The problem |
Could you reproduce, exactly and alone, the lines running from the one with "Please tag the glass" to the end of the data below?

**********

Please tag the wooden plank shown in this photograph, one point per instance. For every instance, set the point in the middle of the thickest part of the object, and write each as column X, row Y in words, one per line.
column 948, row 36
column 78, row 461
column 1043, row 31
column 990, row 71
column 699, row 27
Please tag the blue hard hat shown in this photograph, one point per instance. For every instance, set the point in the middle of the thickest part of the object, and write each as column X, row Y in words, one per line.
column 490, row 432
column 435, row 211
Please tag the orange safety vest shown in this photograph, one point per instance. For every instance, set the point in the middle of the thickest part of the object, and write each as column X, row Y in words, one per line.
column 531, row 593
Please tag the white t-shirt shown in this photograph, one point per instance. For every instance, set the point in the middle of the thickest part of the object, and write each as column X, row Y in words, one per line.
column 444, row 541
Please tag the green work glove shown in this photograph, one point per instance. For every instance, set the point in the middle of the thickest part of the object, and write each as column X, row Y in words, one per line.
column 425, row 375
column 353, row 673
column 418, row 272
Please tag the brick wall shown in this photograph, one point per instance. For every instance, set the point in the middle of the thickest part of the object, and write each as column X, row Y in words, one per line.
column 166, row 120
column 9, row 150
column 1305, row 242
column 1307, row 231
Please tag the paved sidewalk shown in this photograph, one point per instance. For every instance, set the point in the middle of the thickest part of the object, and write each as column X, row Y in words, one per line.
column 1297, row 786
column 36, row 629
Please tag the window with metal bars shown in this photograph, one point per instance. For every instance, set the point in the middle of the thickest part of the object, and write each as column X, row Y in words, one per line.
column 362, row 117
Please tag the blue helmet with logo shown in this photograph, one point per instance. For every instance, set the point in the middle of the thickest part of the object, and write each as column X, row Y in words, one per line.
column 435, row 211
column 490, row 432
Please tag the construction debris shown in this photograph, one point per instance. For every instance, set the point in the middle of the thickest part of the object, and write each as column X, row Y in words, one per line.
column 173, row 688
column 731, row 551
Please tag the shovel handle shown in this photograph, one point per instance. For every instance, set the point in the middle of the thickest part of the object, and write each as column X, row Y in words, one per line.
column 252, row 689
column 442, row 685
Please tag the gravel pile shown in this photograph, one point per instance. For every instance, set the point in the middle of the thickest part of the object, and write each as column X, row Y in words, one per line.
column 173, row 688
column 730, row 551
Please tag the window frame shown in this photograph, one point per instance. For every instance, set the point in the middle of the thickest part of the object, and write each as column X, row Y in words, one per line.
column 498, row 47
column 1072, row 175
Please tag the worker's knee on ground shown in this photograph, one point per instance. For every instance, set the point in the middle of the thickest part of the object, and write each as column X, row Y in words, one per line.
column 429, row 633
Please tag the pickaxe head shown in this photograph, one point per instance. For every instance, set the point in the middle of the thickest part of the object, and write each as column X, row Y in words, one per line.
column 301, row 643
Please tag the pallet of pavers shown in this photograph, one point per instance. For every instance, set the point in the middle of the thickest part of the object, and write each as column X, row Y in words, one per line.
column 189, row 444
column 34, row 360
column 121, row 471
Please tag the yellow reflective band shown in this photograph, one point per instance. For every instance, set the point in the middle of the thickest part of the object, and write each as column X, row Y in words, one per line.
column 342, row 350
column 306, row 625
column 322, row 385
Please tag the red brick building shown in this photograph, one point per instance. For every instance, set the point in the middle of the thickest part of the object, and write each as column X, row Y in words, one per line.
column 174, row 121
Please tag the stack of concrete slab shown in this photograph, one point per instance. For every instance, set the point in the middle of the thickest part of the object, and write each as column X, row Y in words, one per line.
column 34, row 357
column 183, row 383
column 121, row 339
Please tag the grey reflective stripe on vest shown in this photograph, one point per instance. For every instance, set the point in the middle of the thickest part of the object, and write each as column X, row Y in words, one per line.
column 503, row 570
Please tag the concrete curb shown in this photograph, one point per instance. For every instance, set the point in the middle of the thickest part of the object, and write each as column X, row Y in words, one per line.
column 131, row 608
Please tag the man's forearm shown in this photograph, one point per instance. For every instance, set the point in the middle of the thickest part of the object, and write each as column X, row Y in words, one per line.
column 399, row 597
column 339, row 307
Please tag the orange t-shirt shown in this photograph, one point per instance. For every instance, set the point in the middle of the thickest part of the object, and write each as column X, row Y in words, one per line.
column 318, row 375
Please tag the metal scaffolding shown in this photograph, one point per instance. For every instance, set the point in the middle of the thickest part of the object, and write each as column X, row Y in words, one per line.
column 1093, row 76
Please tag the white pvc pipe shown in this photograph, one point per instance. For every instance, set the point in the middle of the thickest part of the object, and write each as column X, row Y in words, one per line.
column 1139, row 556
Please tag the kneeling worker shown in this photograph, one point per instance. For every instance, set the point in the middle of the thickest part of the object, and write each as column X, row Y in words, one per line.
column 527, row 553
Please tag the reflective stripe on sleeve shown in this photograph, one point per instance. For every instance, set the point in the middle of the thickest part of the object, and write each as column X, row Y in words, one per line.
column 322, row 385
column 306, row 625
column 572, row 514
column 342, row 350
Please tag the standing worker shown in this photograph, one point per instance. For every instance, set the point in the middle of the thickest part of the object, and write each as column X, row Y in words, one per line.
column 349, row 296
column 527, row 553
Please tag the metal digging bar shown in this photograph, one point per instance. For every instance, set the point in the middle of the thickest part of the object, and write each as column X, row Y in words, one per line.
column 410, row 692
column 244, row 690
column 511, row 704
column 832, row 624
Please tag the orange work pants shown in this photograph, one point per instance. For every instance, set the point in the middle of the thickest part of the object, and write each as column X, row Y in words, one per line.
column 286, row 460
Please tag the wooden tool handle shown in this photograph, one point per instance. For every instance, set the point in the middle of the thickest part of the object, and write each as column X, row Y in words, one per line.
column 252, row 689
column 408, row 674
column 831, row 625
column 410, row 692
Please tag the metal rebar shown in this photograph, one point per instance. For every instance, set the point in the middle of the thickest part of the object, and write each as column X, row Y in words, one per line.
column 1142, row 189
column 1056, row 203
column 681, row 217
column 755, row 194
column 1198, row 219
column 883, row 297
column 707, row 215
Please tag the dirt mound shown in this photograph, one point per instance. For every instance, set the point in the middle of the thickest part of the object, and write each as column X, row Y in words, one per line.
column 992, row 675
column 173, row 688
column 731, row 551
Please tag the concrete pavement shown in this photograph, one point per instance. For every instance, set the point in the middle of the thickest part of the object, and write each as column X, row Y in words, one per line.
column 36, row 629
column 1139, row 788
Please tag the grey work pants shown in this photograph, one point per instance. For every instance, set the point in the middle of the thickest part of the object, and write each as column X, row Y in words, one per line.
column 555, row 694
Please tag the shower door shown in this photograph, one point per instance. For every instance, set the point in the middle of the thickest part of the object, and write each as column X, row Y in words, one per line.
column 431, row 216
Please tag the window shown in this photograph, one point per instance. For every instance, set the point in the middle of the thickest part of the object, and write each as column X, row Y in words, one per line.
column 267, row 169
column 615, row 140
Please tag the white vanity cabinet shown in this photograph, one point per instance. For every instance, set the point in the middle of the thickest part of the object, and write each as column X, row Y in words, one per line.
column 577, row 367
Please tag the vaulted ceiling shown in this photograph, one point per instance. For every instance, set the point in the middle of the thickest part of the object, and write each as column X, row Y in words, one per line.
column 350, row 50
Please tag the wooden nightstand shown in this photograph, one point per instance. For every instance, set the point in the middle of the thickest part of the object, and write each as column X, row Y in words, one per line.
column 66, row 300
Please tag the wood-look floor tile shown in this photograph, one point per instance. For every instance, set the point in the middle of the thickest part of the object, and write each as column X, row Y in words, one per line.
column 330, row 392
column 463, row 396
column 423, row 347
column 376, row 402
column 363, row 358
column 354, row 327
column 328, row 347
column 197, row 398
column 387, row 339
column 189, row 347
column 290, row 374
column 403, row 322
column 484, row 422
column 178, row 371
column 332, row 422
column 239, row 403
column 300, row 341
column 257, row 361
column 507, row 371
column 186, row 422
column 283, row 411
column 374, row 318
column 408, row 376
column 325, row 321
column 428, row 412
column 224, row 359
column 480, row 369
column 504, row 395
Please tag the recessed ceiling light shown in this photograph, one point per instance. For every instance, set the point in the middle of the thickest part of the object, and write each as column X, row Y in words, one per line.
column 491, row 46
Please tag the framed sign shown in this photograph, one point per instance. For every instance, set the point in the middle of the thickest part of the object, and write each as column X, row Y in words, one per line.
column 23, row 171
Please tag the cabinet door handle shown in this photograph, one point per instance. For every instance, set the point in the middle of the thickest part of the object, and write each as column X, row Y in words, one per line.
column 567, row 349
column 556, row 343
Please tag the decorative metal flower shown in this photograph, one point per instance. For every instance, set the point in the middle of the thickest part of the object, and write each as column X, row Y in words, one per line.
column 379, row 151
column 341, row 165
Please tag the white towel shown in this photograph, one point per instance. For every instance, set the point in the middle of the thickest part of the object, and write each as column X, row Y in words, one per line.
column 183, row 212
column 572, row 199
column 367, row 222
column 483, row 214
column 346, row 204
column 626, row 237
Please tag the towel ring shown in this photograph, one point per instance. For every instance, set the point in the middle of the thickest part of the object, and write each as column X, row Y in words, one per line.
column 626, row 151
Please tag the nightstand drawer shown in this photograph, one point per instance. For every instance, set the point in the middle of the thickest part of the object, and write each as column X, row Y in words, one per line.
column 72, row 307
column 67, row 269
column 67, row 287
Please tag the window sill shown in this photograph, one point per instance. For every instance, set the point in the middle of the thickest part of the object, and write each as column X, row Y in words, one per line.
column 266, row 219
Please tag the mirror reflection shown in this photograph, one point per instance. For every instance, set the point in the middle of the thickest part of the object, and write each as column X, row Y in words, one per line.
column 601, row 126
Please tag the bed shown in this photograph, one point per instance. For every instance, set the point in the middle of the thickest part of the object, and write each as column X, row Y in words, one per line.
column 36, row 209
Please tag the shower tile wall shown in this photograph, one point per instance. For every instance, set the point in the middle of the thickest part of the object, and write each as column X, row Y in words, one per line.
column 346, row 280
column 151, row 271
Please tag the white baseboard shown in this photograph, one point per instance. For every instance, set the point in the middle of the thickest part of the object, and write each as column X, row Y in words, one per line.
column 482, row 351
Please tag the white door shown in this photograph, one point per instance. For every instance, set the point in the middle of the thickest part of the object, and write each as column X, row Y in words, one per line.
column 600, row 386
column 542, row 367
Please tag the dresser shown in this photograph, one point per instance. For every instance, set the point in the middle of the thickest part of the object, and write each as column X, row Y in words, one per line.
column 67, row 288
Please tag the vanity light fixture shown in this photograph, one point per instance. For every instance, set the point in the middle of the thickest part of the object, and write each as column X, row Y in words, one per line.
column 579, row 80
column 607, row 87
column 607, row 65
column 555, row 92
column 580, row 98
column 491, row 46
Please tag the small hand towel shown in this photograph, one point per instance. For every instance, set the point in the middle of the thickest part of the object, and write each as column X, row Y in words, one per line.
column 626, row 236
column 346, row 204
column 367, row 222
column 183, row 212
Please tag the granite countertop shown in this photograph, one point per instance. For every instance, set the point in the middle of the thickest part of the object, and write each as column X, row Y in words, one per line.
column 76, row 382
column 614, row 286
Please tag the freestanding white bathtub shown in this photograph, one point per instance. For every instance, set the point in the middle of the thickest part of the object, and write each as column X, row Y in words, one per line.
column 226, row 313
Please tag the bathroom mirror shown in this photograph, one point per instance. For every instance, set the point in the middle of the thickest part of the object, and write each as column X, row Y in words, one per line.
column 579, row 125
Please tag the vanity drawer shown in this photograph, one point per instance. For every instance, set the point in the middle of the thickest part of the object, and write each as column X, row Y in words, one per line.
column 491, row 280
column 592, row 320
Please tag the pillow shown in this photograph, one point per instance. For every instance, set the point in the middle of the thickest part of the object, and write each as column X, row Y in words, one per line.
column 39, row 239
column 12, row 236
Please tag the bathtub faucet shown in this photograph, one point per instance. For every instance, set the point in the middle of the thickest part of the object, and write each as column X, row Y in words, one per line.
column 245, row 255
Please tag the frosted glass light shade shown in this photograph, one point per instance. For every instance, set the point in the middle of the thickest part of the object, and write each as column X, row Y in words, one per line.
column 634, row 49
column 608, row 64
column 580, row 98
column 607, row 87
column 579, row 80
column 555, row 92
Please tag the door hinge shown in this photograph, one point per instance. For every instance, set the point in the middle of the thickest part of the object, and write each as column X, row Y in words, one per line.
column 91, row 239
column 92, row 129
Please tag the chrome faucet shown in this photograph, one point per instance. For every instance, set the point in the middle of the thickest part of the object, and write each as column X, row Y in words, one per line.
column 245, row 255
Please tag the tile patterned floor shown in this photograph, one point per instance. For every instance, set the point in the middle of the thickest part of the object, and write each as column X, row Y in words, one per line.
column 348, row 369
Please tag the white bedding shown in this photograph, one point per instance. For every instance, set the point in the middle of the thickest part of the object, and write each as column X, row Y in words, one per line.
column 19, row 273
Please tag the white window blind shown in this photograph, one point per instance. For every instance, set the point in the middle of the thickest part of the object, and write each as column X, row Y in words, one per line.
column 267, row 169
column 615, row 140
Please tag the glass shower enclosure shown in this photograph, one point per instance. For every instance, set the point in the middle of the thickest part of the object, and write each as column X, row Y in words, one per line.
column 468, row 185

**********

Solution |
Please tag the glass shower enclosure shown in this photograph, one point per instance. For every instance, set the point in the middle of the thickest part of the object, and write each as column X, row Y in words, one per line.
column 468, row 185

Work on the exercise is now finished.